As you restate the entries, keep every word intact and leave out whatever images they hold.

Exercise material START

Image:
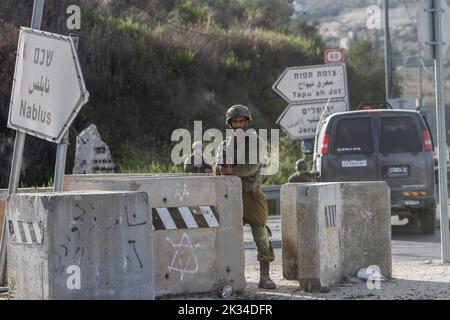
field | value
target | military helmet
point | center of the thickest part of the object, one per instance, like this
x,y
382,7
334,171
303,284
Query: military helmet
x,y
237,110
300,165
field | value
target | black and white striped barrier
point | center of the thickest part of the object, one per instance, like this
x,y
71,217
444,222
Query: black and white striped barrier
x,y
198,244
81,245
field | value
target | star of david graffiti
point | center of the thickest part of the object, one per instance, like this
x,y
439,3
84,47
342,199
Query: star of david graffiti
x,y
190,265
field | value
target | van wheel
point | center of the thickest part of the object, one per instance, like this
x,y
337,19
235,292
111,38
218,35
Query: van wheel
x,y
428,221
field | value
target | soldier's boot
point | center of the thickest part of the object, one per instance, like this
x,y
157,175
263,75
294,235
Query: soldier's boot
x,y
265,282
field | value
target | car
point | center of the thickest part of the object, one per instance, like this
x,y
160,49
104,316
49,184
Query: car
x,y
379,143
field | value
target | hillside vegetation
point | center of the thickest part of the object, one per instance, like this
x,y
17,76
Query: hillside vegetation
x,y
155,66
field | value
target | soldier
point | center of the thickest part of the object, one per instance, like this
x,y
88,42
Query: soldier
x,y
196,163
301,174
254,201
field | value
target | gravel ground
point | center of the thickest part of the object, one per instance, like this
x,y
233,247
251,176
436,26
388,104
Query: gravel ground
x,y
423,279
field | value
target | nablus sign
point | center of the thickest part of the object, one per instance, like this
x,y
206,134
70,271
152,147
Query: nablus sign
x,y
48,89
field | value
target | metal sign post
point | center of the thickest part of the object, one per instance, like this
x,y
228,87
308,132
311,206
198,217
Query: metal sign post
x,y
61,150
441,136
48,92
19,144
433,17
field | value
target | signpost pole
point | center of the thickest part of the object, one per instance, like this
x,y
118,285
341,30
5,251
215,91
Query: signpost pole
x,y
61,151
19,144
442,141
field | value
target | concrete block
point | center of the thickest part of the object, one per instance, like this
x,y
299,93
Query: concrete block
x,y
80,245
319,249
366,226
318,219
191,256
4,194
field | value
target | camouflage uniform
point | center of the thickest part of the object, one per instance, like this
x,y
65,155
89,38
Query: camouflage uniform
x,y
254,201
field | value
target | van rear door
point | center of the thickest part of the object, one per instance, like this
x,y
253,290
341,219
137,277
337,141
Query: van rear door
x,y
403,163
352,153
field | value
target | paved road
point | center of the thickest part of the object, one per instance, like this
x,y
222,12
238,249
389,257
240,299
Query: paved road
x,y
407,243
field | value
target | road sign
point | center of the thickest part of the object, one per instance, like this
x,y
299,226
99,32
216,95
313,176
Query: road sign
x,y
334,56
48,89
312,83
425,27
300,120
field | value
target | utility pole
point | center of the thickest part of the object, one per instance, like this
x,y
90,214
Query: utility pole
x,y
19,144
387,51
438,41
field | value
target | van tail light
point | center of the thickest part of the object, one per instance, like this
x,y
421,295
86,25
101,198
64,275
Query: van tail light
x,y
326,139
427,144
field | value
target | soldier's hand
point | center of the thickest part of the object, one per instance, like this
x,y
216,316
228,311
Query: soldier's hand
x,y
227,171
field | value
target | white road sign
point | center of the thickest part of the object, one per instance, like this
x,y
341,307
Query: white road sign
x,y
48,89
334,56
313,83
300,120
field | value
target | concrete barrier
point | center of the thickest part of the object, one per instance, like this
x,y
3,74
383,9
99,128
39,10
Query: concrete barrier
x,y
198,227
366,226
4,194
80,245
331,230
313,245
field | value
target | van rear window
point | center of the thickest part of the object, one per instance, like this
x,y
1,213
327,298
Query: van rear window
x,y
399,135
353,136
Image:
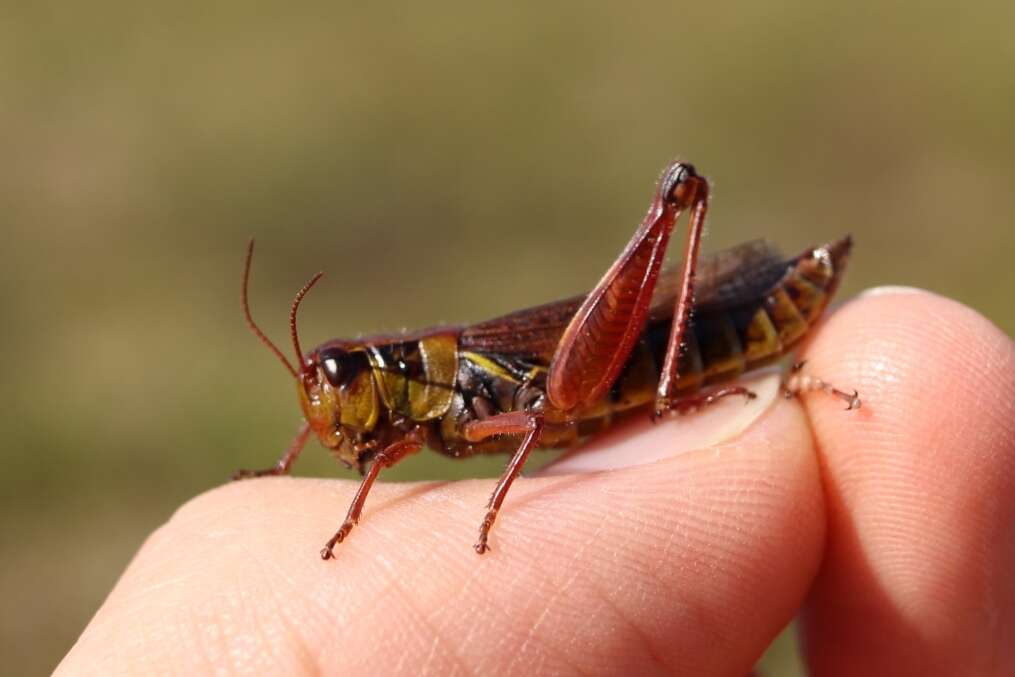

Exercise material END

» **Task answer**:
Image:
field | value
target | military helmet
point | center of the thickest part of the object, one per instance, like this
x,y
382,7
334,171
303,284
Query: military helmet
x,y
237,110
300,165
field | value
target | black and white striped barrier
point | center of the thickest part of the object, one per instance, like this
x,y
71,217
444,222
Query: black and white striped barrier
x,y
198,244
81,245
field | value
target | star of david graffiti
point | center of the thickest part of the object, one per instance, like this
x,y
439,3
84,47
342,199
Query: star of david graffiti
x,y
190,265
field | value
target | van wheel
point | center of the thickest part of the object, one per instance, like this
x,y
337,19
235,292
111,38
218,35
Query: van wheel
x,y
428,221
field | value
target | soldier's boot
point | center of the thickest part of the object, one per instance, like this
x,y
157,175
263,75
294,235
Query: soldier's boot
x,y
265,282
field | value
target | car
point | center of the thickest part of the object, one per instance, like this
x,y
160,49
104,316
49,184
Query: car
x,y
379,143
field | value
target | hillside vegetation
point | center of the thickest part of the object, one per instance, like this
x,y
17,76
Query: hillside vegetation
x,y
155,66
field | value
target | soldier
point | center of the thickest part of the object, one per instance, like this
x,y
88,42
Query: soldier
x,y
196,163
301,174
254,201
field | value
target | gravel ground
point | center of the thickest part of the object, one per instance, like this
x,y
233,247
251,176
436,26
388,104
Query: gravel ground
x,y
423,279
field | value
target | nablus sign
point | center of the thickest part of the object, one per instance, like this
x,y
206,134
70,271
152,147
Query: nablus sign
x,y
48,89
field | value
target | metal sign post
point | center of the thickest part of the object, one per instance, like this
x,y
228,87
308,132
311,206
198,217
Query: metal sign post
x,y
61,150
441,136
48,92
19,144
433,17
field | value
target | signpost pole
point | center of the thickest part of the object, one per instance, like this
x,y
118,285
341,30
5,251
215,91
Query: signpost pole
x,y
61,151
19,144
442,141
field | value
target | concrete block
point | center of the thickest part of the object, one per instance, like this
x,y
299,93
Query: concrete block
x,y
80,245
319,249
366,226
318,219
191,256
4,194
field | value
target | camouflage uniform
point | center of the thickest part of the object, one per instance, like this
x,y
65,155
89,38
Query: camouflage uniform
x,y
254,201
field | value
target | van rear door
point | center of the thickest part of the object, one per instance, like this
x,y
253,290
341,219
137,277
337,141
Query: van rear door
x,y
403,163
352,153
field | value
target | paved road
point | center of the thickest part of the object, one per instance, like this
x,y
222,12
238,249
389,257
240,299
Query: paved road
x,y
407,243
field | value
target | road sign
point | center of the thickest part of the object, one per instance, like this
x,y
299,226
99,32
216,95
313,176
Query: road sign
x,y
334,56
48,89
312,83
425,27
300,120
field | value
target | utility pole
point | center of the thickest part of the object, one per instance, like this
x,y
90,214
Query: utility pole
x,y
19,144
387,51
438,41
field | value
target | van tail light
point | center of the thickest part of the object, one per instance, like this
x,y
421,295
86,25
101,198
64,275
Query: van tail light
x,y
326,139
427,144
field | value
target | soldier's hand
point | center of the thickest part of the object, one per instance, like this
x,y
216,316
228,311
Query: soldier's hand
x,y
227,171
field | value
target | white road sign
point | center of the thickest part of the object, one per instance, like this
x,y
341,307
Query: white road sign
x,y
48,89
334,56
313,83
300,120
field | value
target | concrete barrier
point | center of the thickest part of the object, one per instance, like this
x,y
3,74
383,9
99,128
39,10
Query: concrete barrier
x,y
198,227
366,226
4,194
80,245
331,230
313,245
field | value
target | van rear window
point | center of the thickest part of the object, one per instance, like this
x,y
1,213
327,298
Query: van rear window
x,y
399,135
353,136
Image:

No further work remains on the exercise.